_TEXT SHOWN:_
My understanding is that one of the predictions of LQG is that photons of
higher energy are likely to lag behind those of lower energy due to
propagation through spin-foam (meaning velocity isn't c but dependent on
energy or frequency).

It seems like this is what they're getting at in [1]...

Would something like this categorically invalidate something like LQG or
merely some of its assumptions?

[1] [http://phys.org/news/2013-01-spacetime-smoother-brew-
knew.ht...](http://phys.org/news/2013-01-spacetime-smoother-brew-knew.html)

------
huggah
It's really not acceptable that the author of this article can't even
consistently use 'photon' instead of 'proton'. Can we stop advertising pop sci
summaries that fail to handle summarizing papers?

------
brutuscat
Interesting! I've read in one Scientific American edition about this and about
what the Prof. Craig Hogan is studying:

<http://arxiv.org/find/astro-ph/1/au:+Hogan_C/0/1/0/all/0/1>

In his current work he is developing the theory of a proposed new phenomenon,
which he calls “holographic noise”, a fundamental, universal uncertainty in
the fabric of spacetime, akin to pixelation in an imperfectly sampled digital
audio file or video display. The theory may lead to the development of
experiments that could allow a direct measurement of the minimum interval of
time.

_GIVEN REQUEST 1:_ State whether each statement agrees with the physics thread: (a) The opening post says higher-energy photons are likely to lag behind lower-energy ones. (b) The reply from huggah commends the article's author for consistent terminology. (c) Craig Hogan calls his proposed phenomenon "quantum foam." Answer each with yes or no and quote the deciding words exactly.
_GIVEN REQUEST 2:_ Write the next part of the physics thread, continuing from its last sentence.

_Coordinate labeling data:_
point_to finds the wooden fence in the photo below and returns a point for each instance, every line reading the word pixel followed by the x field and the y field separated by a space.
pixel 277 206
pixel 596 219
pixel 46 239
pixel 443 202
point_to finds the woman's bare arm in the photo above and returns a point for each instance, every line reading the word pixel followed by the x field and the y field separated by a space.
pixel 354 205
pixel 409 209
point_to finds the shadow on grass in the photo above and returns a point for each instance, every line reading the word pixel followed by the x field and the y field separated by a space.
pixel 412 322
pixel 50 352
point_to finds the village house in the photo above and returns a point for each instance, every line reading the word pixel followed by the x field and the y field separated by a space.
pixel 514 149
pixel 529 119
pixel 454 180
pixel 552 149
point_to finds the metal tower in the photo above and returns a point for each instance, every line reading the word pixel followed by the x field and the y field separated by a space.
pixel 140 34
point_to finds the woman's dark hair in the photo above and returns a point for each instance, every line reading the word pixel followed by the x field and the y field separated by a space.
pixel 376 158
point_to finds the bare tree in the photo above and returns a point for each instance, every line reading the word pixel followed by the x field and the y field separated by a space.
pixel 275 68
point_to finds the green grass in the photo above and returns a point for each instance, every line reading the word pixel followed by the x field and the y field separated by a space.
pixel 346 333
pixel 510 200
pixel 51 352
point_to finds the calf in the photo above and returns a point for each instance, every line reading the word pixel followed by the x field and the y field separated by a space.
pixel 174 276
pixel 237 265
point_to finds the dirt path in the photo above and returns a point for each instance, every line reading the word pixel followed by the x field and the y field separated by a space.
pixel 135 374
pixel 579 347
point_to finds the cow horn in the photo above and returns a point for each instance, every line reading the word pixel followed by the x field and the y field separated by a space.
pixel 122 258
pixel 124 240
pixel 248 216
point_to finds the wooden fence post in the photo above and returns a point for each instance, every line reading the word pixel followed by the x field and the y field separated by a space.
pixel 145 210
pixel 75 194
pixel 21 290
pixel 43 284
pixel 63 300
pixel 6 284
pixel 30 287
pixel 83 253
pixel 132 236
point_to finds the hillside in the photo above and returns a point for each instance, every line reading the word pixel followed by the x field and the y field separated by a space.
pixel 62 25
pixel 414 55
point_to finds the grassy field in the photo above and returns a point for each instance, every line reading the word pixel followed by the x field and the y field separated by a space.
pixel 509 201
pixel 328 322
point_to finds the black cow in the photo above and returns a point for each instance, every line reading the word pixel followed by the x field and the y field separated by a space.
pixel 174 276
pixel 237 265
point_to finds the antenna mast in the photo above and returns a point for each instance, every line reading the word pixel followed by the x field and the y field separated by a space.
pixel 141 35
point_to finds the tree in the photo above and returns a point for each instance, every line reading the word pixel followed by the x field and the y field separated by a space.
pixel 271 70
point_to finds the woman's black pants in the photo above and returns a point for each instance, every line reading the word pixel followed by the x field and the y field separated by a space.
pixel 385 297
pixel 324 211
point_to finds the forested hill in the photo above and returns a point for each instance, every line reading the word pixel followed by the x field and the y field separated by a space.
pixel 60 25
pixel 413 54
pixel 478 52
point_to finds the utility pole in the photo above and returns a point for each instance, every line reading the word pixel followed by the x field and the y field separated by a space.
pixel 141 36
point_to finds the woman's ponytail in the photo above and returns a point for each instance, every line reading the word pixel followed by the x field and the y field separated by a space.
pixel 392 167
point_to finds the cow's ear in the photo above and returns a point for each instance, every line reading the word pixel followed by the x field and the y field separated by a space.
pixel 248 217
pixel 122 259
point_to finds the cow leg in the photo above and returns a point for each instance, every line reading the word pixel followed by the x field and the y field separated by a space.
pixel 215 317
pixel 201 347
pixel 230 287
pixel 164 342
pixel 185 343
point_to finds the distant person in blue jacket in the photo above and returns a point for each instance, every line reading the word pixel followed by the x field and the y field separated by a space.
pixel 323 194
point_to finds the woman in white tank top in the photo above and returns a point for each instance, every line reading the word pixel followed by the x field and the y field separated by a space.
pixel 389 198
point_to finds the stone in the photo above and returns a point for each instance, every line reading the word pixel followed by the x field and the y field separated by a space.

_FINAL ANSWER 1:_
(a) Yes: "photons of higher energy are likely to lag behind those of lower energy"
(b) No: "the author of this article can't even consistently use 'photon' instead of 'proton'"
(c) No: "which he calls “holographic noise”"

_FINAL ANSWER 2:_
<http://astro.fnal.gov/people/Hogan/>

------
chmike
Space Time may look smooth at the Plank resolution, but space time
quantification at a much lower resolution is still possible. Beside if the
quantification is organized as a regular 3D lattice and not "foam bubbles"
then the space time quantification theory [1][2] would not be invalidated by
the experiment.

[1] : <http://www.meessen.net/AMeessen/STQ/STQ.pdf> [2] :
<http://www.meessen.net/AMeessen/STQ/STQ2.pdf>

------
CamperBob2
_If this foam indeed exists, the three protons (sic) should have been knocked
around a bit during their epic voyage. In such a scenario, the chances of all
three reaching the Fermi telescope at virtually the same time are very low,
researchers said._

How in the world do you get from point A to point B in this line of reasoning?
They received three photons of similar wavelength at a similar time.
Everything else seems to be some stuff they made up.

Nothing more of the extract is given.